▶ Complete the following:
a – In the blockchain panel transcript, where does John Halamka say he was two days earlier?
b – Continue the blockchain panel transcript past its final line.

▶ Source text:
Dr. John Halamka – International Healthcare Innovation Professor, Harvard Medical School: 28:33
Sure. And so when he said it’s quite important in baking security into the infrastructure at the foundation level, I was in Amsterdam two days ago and we were talking about GDPR and of course everyone’s at, Oh, we can’t share data for any purpose. GDPR prevents that. Well, no, it tells us how, and blockchain is an instantiation of a set of security and privacy principles that may simplify some of those work. Well, Hey, I think we have probably a minute or two for an audience question. So anything out there in the world? Best blockchain platform. Etherium, Hyperledger. Yeah, go ahead.
Speaker 1: 29:10
Hi. Robert Miller. I’m in the blockchain space, open and permissionless networks. Right. And that stands in contrast to the closing fragments and systems that we have in health care paths. And I’m wondering if you all could talk about the second consortia, how you’re thinking about adding members and perhaps the governance functions and where do you might fall along that spectrum of closer, fragmented versus open in the future?
David Weeks – Senior VP/CTO, NASCO: 29:37
I give a real quick short answer. Yeah, we’d certainly view us as a private network. I think it would be hard in our industry to not almost impossible to not operate it in that manner given the controls you need to have in place in terms of security, identity and privacy. So that, and that’s one of the things where you talk about when you differentiate yourself from like a Bitcoin type solution in terms of the business model. It’s an instantiation of a technology and a different business model. So that’s the short answer.

▶ Entries provided:
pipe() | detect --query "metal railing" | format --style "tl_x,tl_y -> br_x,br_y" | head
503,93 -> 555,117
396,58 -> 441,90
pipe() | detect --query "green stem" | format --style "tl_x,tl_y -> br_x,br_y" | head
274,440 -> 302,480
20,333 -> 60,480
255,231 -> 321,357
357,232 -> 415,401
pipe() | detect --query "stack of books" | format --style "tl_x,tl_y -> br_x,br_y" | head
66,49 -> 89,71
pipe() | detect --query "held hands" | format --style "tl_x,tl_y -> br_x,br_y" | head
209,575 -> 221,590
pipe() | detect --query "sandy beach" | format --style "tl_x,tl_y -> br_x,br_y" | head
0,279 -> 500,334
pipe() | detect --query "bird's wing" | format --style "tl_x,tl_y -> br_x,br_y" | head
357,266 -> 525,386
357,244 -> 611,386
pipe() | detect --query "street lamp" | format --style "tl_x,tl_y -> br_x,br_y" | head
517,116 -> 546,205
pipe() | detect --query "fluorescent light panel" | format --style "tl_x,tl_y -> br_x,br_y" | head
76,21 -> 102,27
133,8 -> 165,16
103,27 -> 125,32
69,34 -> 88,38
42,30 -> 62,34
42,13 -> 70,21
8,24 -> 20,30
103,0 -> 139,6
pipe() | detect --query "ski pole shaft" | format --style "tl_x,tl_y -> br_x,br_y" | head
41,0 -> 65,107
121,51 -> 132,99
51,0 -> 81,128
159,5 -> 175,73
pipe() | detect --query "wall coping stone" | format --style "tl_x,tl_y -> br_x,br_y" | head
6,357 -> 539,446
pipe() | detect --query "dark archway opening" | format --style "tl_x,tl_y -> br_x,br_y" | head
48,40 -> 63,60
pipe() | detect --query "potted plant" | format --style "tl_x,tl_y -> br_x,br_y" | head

▶ Answers to this exercise:
a – Amsterdam.

b –
Meyrick Vaz – Vice President, United Healthcare: 30:07
Yeah, I would agree. And that’s how we’ve got our blockchain set up as well. And we’re actually actively recruiting health systems now because we’re trying to pivot towards the second use case and we want that second use case to be patient facing. So as we recruit new members we, we actually have created instructions and we’ve got a lot of help type information that we’ve made available to these new members to help them stand up their node and connected to us and optic blockchain network and tested back and forth, etc. But yeah, it has to be permissioned. It has to be a secure closed network.
Dr. John Halamka – International Healthcare Innovation Professor, Harvard Medical School: 30:50
And just to amplify their points in the state of Massachusetts. Lauren Peters, who is here as one of our undersecretaries working in the office of the UHS is working on regulations which will help us understand who from a data perspective can participate in a data exchange and what are the objective criteria by which they should be enabled to join. We don’t want to exclude anybody if they’re a trusted party who will drive value from the network, but if it’s two folks in a garage who are mining data in an inappropriate way, that’s not right. Well, I think we are at time, Brian. And so we will thank these folks so much and I think next we have a telemedicine Titans group. So thanks again.